# Il compito:
Riporta parola per parola il passo del brano sulla prigionia di Silvia Romano che comincia con "Il viaggio di" e finisce con "in una stanza.".

# Brano della pagina:

Il racconto della prigionia in un diario, mentre c’è chi dice che l’abbiano fatta sposare con uno dei carcerieri, addirittura che sia incinta

(Fiorenza Sarzanini, Corriere della Sera, 11/05/2020)

Ai suoi carcerieri Silvia Romano aveva chiesto un quaderno. Voleva appuntare ogni dettaglio, annotare date e spostamenti, esprimere sensazioni. È diventato il suo diario. I carcerieri glielo hanno preso prima di liberarla, ma adesso, seduta di fronte al pubblico ministero Sergio Colaiocco e ai carabinieri del Ros, le consente di ricostruire i suoi 18 mesi di prigionia. Lo fa con la voce squillante, il tono sereno, anche se il movimento delle mani tradisce l’emozione e le sofferenze patite. Un racconto angosciante che la giovane volontaria catturata il 20 novembre 2018 in un villaggio del Kenya aveva cominciato con la psicologa che l’ha accolta all’ambasciata di Mogadiscio e le è rimasta sempre accanto anche sul volo che l’ha riportata in Italia. A lei Silvia ha confermato di essersi convertita. Soltanto a lei ha rivelato che  «adesso mi chiamo Aisha»

Il viaggio di un mese verso la Somalia

Torna indietro nel tempo Silvia e ricorda i momenti della cattura, i tre uomini che la portano via dal villaggio Chakama, a 80 chilometri da Malindi dove lavora per la Onlus «Africa Milele». Sono gli esecutori, la consegnano subito alla banda che ne ha ordinato il sequestro. Comincia il viaggio per arrivare in Somalia. «È durato circa un mese. All’inizio c’erano due moto, poi una si è rotta. Abbiamo fatto molti tratti a piedi, attraversato un fiume. C’erano degli uomini con me, camminavamo anche per otto, nove ore di seguito. Erano cinque o sei». Quando si sparge la notizia che sia rimasta ferita nel conflitto a fuoco e qualcuno ipotizza che possa essere morta, la ragazza è già arrivata nel primo covo. È l’unica donna, la chiudono in una stanza.

Dati di puntamento per espressioni referenziali

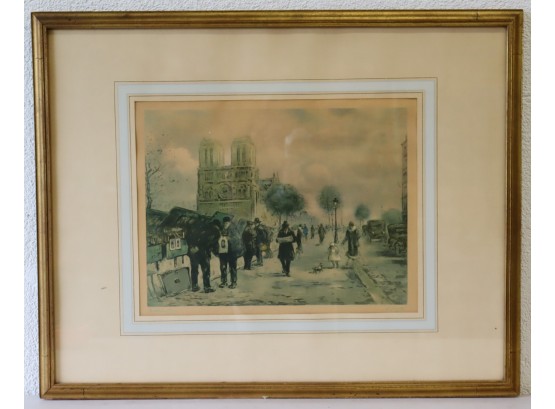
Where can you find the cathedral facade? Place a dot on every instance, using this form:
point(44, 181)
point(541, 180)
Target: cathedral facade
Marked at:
point(236, 188)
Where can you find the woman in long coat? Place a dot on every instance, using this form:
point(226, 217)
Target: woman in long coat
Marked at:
point(352, 237)
point(286, 252)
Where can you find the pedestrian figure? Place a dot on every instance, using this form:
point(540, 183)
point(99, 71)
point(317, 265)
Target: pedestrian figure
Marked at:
point(321, 233)
point(261, 238)
point(333, 255)
point(286, 252)
point(201, 240)
point(228, 250)
point(299, 239)
point(249, 237)
point(352, 237)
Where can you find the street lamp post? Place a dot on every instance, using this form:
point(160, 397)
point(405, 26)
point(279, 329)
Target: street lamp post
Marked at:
point(335, 204)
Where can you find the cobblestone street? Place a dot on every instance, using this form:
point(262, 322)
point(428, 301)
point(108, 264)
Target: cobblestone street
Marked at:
point(376, 278)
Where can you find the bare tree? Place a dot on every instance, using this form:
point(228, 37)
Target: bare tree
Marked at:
point(152, 171)
point(362, 212)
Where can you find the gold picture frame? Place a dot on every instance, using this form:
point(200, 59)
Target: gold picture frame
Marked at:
point(61, 343)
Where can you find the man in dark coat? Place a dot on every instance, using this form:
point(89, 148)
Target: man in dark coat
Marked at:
point(352, 237)
point(261, 239)
point(249, 243)
point(321, 233)
point(201, 238)
point(286, 253)
point(228, 252)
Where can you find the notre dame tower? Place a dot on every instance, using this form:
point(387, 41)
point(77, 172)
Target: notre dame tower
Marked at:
point(231, 188)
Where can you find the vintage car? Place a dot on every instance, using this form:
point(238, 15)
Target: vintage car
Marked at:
point(397, 239)
point(375, 230)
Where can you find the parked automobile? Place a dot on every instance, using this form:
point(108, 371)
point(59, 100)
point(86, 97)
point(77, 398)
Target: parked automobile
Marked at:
point(397, 239)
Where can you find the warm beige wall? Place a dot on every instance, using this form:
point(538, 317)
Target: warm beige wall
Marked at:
point(31, 338)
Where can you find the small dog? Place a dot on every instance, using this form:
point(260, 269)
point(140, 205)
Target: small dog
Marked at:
point(318, 268)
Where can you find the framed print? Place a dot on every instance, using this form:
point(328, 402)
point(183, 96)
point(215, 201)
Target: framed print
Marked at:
point(278, 204)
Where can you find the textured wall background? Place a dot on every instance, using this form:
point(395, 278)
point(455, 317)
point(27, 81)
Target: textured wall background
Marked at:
point(30, 274)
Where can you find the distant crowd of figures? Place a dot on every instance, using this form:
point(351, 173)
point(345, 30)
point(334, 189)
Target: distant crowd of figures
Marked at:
point(251, 240)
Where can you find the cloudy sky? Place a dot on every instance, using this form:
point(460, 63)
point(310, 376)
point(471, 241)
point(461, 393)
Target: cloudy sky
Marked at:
point(352, 144)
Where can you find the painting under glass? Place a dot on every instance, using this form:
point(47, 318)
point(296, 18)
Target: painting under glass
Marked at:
point(288, 202)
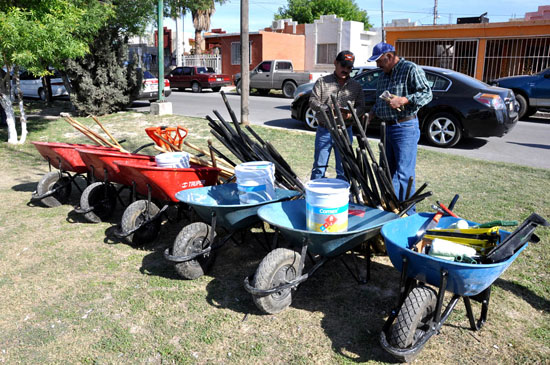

# Risultato esercizio:
Il viaggio di un mese verso la Somalia

Torna indietro nel tempo Silvia e ricorda i momenti della cattura, i tre uomini che la portano via dal villaggio Chakama, a 80 chilometri da Malindi dove lavora per la Onlus «Africa Milele». Sono gli esecutori, la consegnano subito alla banda che ne ha ordinato il sequestro. Comincia il viaggio per arrivare in Somalia. «È durato circa un mese. All’inizio c’erano due moto, poi una si è rotta. Abbiamo fatto molti tratti a piedi, attraversato un fiume. C’erano degli uomini con me, camminavamo anche per otto, nove ore di seguito. Erano cinque o sei». Quando si sparge la notizia che sia rimasta ferita nel conflitto a fuoco e qualcuno ipotizza che possa essere morta, la ragazza è già arrivata nel primo covo. È l’unica donna, la chiudono in una stanza.